**Tarea escrita 1**
Selecciona y copia cada línea de los registros que contenga la palabra "jeans". Distingue entre mayúsculas y minúsculas.

**Texto proporcionado**
■ ■ ■
# Magia General > Lo Mejor y lo peor >  levitator

## Roberto

-

Nombre: levitator

Se pude comprar en: cualquier tienda de magia

Precio: 9euros

Creador: vernet

Examinable: ni de coña

Dificultad:  :Confused: 

Puntaje de 1 a 10: 3

Efecto: sujetas un objeto entre tus manos y al soltarlo levita en aire

Comentarios: Facil de cargar, canta un poco cuando lo realizas, pero sobre todo, descargarlo es el gran cante. No es para mi nada bueno.

----------


## Magoscar

Estoy de acuerdo contigo, Roberto, lo complicado es descargar.....

  Yo no recomendaría este Gimmick

----------


## joaquin

Yo lo que le veo de malo al levitator es el tema de los ángulos, ya que tienen que ser muy exactos para que no se note el gimmick, y si hay alguien que esta mas a la derecha o a la izquierda.....
Saludos

----------


## Zulm

Jol, el levitator tiene eso....ke al descargar, suena y el sonido es inconfundible, hay ke hacer como el Tamariz (chaaaa-chaaaan-tachaaaann) y gritar fuerte al descargar  :117: DDD....tb tiembla el objeto un poco como no tengas un pulso perfecto. 
Zalú  :Wink1:

----------


## magoben

El Levitator no me sirvió de nada. Puntuación para mí: cero.

Desventajas:
- No es a prueba de ángulos
- Puede provocar un sonido que levante sospechas
......

Yo lo compré y terminé conviertiendolo en FP (a pesar de que me quedo severendo agujero en la punta por donde va la ventosa) ya que las veces que lo hice siempre me lo descubrían por más que le hacía.

Salu2
Mago Ben
El Salvador

----------


## FINESTRA

es un articulo de principiantes

----------


## Mago Londrino

> es un articulo de principiantes


ni eso... xD

----------


## Mecachis

> ......
■ ■ ■
**Tarea escrita 2**
Reproduce al pie de la letra el fragmento del hilo sobre el levitator que va desde "Precio: 9euros" hasta "mi nada bueno.".

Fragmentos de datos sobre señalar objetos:
■ ■ ■
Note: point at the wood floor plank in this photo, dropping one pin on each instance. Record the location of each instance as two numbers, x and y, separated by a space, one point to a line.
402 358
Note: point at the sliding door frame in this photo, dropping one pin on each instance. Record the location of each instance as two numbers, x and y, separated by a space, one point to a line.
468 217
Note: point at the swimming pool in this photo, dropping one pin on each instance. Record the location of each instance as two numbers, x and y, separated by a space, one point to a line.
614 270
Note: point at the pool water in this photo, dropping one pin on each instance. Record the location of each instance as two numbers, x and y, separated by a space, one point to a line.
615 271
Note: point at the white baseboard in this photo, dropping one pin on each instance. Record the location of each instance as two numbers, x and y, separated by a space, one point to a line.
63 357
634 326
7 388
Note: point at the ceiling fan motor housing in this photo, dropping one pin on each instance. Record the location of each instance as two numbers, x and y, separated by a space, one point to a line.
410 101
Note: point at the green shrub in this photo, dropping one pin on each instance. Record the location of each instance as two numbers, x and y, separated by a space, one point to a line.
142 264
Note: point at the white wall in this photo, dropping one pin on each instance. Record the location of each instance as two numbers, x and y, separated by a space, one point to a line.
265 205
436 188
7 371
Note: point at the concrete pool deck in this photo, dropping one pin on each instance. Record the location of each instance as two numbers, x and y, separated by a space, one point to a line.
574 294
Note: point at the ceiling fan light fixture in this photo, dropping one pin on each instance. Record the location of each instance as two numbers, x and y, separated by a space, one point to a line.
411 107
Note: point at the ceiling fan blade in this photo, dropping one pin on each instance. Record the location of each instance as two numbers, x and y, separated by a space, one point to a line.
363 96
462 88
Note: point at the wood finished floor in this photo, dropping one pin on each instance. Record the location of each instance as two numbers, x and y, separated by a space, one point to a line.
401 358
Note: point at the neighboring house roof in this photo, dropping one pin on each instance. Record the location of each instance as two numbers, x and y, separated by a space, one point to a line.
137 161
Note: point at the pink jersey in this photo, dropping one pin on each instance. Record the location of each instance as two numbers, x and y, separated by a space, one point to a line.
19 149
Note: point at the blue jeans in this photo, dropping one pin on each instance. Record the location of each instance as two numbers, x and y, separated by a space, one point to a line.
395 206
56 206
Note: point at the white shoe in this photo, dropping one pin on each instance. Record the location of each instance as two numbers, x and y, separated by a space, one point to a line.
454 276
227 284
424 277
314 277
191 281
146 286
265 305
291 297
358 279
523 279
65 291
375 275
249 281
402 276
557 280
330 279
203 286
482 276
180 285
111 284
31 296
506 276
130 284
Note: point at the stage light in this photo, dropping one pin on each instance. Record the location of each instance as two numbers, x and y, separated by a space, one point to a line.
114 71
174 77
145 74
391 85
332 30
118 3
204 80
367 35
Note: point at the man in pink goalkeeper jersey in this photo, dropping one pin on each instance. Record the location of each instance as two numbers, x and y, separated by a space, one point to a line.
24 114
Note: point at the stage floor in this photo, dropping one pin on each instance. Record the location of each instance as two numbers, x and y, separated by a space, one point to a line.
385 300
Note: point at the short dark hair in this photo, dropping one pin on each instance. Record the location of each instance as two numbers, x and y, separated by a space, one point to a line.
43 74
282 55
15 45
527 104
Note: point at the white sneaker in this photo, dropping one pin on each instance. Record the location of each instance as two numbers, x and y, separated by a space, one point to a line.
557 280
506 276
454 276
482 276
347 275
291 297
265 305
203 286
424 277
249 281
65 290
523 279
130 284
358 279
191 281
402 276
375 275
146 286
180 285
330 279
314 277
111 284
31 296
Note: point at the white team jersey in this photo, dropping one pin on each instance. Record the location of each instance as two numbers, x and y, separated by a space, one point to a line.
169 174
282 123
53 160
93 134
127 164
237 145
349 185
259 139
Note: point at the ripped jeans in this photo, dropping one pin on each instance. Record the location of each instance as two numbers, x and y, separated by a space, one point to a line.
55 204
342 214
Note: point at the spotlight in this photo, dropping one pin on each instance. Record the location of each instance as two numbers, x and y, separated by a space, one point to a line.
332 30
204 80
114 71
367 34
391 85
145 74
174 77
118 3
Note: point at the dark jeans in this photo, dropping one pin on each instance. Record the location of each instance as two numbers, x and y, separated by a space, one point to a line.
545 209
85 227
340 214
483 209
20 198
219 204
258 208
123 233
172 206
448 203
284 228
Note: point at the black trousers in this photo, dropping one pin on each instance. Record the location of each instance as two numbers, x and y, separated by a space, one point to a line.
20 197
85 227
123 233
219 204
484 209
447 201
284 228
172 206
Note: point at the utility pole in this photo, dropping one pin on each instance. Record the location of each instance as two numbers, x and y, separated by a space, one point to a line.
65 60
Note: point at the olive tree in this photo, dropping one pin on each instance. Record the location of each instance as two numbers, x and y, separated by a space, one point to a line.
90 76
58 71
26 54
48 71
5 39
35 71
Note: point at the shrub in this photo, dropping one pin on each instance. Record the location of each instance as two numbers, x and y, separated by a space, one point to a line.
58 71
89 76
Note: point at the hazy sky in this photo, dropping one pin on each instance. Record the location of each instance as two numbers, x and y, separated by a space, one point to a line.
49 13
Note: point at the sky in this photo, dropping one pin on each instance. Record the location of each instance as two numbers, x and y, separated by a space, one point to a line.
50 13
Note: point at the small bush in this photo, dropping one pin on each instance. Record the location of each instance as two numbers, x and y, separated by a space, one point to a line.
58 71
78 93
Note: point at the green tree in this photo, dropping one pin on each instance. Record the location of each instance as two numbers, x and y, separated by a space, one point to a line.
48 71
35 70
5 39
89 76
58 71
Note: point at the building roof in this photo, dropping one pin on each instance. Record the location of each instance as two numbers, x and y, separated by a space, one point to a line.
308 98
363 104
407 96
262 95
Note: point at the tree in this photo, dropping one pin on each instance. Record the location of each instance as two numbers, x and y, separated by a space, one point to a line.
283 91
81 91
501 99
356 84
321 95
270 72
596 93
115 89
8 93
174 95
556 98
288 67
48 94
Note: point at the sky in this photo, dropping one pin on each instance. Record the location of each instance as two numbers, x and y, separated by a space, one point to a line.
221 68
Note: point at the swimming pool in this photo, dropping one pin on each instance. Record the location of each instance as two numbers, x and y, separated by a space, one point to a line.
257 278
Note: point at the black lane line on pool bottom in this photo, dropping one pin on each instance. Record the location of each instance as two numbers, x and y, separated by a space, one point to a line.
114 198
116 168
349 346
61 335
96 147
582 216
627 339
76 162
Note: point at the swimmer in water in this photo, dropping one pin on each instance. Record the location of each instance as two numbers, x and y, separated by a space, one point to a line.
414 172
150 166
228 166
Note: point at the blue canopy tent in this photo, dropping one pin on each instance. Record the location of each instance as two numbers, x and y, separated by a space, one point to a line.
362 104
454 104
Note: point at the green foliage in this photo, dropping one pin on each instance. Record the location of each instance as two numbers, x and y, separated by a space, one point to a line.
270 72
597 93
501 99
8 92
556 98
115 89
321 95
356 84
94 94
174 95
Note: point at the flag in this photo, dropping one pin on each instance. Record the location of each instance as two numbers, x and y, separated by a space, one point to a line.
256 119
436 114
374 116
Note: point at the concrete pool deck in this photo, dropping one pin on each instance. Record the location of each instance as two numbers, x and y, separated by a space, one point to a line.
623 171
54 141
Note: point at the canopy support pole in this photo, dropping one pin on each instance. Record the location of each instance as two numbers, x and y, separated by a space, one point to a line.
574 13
■ ■ ■
**Respuesta 1**
Note: point at the blue jeans in this photo, dropping one pin on each instance. Record the location of each instance as two numbers, x and y, separated by a space, one point to a line.
Note: point at the ripped jeans in this photo, dropping one pin on each instance. Record the location of each instance as two numbers, x and y, separated by a space, one point to a line.
Note: point at the dark jeans in this photo, dropping one pin on each instance. Record the location of each instance as two numbers, x and y, separated by a space, one point to a line.

**Respuesta 2**
Precio: 9euros

Creador: vernet

Examinable: ni de coña

Dificultad:  :Confused: 

Puntaje de 1 a 10: 3

Efecto: sujetas un objeto entre tus manos y al soltarlo levita en aire

Comentarios: Facil de cargar, canta un poco cuando lo realizas, pero sobre todo, descargarlo es el gran cante. No es para mi nada bueno.